**DATA TO PROCESS:**
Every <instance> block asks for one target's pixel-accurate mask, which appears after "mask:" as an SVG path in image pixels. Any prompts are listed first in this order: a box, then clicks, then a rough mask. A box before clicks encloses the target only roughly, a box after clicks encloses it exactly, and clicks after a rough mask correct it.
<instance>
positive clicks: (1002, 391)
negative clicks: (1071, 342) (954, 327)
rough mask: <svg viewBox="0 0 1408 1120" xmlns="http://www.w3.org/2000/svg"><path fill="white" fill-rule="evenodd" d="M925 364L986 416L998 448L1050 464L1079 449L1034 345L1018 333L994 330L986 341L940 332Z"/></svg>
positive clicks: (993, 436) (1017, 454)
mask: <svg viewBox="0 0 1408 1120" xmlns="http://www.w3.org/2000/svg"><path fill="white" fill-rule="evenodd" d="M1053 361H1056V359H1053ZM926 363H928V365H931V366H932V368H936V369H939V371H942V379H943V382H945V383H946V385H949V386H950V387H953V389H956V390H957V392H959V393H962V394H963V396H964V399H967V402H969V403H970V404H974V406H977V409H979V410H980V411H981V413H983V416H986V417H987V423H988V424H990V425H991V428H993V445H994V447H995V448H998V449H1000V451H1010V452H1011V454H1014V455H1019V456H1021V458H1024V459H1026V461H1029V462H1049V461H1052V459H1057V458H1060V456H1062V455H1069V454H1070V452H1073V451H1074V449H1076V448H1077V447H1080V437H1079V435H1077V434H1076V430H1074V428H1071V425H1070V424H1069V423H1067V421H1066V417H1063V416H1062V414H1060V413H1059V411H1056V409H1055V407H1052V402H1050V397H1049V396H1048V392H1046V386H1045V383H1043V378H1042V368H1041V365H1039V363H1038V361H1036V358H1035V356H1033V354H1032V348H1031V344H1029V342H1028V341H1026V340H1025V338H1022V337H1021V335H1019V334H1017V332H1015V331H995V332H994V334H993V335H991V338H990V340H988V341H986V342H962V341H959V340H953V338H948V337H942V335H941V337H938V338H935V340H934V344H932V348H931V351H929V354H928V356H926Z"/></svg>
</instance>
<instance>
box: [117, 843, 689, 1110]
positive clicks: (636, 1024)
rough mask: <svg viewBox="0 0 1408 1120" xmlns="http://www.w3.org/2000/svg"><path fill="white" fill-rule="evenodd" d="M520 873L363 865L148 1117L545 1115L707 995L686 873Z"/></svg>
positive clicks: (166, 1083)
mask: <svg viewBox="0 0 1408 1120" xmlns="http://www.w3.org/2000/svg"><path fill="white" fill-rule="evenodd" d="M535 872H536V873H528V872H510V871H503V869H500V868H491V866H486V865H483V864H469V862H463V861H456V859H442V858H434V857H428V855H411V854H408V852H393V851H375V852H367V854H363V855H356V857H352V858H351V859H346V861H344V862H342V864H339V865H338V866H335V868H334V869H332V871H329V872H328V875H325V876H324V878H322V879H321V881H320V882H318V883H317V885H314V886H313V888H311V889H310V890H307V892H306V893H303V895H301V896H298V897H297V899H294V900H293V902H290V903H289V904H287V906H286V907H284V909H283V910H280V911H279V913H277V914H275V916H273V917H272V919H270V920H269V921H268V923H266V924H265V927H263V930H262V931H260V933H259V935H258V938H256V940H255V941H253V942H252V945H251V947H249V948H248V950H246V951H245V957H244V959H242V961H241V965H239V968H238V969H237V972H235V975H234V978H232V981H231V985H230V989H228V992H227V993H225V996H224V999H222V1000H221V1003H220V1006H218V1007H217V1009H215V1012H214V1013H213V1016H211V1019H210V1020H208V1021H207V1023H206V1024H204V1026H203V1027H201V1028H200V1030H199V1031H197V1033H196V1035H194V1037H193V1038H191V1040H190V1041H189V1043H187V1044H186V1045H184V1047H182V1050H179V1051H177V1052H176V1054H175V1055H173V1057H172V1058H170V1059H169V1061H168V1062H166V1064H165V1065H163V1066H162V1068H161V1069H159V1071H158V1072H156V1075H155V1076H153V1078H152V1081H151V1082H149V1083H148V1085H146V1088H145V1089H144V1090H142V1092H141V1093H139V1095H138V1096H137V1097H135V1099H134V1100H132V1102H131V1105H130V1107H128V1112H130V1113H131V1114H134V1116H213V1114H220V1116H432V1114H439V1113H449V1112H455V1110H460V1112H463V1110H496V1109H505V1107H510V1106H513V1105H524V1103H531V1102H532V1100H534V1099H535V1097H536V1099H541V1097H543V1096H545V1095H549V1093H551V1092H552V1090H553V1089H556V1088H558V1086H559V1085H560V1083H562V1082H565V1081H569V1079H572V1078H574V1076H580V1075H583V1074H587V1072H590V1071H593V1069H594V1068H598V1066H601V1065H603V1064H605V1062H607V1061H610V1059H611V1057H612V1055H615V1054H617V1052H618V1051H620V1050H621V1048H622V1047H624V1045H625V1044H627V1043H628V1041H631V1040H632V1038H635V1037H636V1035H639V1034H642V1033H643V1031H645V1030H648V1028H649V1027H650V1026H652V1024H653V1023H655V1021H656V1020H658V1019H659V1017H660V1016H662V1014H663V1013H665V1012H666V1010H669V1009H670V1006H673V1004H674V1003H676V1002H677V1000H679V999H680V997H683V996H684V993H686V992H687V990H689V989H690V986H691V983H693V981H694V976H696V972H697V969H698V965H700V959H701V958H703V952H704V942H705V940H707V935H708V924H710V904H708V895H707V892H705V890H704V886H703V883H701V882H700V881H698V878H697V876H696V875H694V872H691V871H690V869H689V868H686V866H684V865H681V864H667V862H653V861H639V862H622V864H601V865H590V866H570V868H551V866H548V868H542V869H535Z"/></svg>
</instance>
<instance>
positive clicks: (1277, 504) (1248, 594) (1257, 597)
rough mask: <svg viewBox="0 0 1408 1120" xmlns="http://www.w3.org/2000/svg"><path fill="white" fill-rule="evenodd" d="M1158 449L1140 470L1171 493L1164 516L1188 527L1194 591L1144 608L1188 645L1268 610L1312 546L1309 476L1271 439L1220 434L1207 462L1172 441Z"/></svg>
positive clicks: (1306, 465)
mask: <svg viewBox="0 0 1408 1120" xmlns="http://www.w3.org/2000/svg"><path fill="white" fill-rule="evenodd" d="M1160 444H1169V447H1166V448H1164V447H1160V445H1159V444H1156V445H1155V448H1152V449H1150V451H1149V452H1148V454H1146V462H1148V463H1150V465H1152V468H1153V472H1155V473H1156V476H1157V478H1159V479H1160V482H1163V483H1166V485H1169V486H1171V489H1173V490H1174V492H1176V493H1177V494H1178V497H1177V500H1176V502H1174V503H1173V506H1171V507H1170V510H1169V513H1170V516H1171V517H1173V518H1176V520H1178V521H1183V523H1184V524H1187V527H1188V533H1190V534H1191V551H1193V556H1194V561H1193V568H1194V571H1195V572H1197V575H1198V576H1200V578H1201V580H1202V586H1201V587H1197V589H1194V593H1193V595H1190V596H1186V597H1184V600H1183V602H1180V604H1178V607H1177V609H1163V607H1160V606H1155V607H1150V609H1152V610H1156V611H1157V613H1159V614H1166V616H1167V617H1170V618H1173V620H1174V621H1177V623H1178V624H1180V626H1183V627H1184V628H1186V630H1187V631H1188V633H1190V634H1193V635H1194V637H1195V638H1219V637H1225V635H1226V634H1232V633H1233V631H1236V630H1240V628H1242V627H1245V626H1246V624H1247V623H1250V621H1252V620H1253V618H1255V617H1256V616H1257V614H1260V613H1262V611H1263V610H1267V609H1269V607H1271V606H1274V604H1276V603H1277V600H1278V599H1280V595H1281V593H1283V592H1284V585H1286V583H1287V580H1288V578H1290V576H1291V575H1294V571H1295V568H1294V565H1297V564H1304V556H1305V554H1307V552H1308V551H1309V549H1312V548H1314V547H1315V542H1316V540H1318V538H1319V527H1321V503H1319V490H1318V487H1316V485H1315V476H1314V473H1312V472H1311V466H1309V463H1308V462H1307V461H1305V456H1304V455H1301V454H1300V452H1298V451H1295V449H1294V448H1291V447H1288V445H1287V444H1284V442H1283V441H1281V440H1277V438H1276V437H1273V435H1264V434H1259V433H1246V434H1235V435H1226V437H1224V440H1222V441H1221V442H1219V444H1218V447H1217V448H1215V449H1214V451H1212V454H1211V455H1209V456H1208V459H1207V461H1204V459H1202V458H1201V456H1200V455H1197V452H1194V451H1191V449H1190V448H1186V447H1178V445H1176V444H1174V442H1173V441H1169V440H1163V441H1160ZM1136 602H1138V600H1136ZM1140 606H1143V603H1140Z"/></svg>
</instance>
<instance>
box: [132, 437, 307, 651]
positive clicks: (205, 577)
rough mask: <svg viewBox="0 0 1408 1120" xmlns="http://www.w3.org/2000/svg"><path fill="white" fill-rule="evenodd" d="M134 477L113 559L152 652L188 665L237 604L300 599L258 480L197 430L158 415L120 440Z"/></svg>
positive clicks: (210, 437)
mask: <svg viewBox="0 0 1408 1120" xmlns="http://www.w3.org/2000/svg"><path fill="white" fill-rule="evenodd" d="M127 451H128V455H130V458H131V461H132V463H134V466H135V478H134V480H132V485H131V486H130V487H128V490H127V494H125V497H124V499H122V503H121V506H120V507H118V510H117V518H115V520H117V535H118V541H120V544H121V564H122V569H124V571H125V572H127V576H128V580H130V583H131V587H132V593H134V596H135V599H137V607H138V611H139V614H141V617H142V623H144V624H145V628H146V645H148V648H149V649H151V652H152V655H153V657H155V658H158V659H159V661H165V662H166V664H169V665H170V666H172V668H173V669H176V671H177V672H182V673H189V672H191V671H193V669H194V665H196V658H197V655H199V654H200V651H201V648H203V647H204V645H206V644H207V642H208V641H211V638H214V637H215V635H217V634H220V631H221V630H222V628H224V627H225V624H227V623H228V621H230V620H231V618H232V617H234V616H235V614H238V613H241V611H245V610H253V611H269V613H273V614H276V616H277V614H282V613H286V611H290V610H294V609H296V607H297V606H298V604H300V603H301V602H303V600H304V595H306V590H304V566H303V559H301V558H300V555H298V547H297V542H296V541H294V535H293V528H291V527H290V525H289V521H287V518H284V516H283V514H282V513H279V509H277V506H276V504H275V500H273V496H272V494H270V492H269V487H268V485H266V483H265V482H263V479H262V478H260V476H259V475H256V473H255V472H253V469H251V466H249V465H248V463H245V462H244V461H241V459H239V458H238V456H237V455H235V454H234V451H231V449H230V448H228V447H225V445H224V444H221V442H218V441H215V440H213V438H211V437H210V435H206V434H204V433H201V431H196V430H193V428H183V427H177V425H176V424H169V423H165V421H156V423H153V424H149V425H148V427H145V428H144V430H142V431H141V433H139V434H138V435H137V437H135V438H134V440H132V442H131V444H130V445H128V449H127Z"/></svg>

**REQUIRED ACTION:** Look over the records above, and wherever a line contains the string "rough", copy that line.

**RESPONSE:**
Every <instance> block asks for one target's pixel-accurate mask, which appears after "mask:" as an SVG path in image pixels. Any prompts are listed first in this order: a box, then clicks, then a rough mask. A box before clicks encloses the target only roughly, a box after clicks encloses it exactly, and clicks after a rough mask correct it.
rough mask: <svg viewBox="0 0 1408 1120" xmlns="http://www.w3.org/2000/svg"><path fill="white" fill-rule="evenodd" d="M925 364L986 416L998 448L1050 464L1079 449L1034 345L1018 333L994 330L986 341L940 332Z"/></svg>
rough mask: <svg viewBox="0 0 1408 1120" xmlns="http://www.w3.org/2000/svg"><path fill="white" fill-rule="evenodd" d="M520 873L363 865L148 1117L545 1115L707 995L686 873Z"/></svg>
rough mask: <svg viewBox="0 0 1408 1120" xmlns="http://www.w3.org/2000/svg"><path fill="white" fill-rule="evenodd" d="M1158 449L1140 470L1171 493L1164 516L1188 527L1194 591L1144 608L1188 645L1268 610L1312 546L1309 476L1271 439L1220 434L1207 462L1172 441Z"/></svg>
rough mask: <svg viewBox="0 0 1408 1120" xmlns="http://www.w3.org/2000/svg"><path fill="white" fill-rule="evenodd" d="M134 477L113 559L152 652L188 665L237 604L300 599L258 480L197 430L158 415L120 440Z"/></svg>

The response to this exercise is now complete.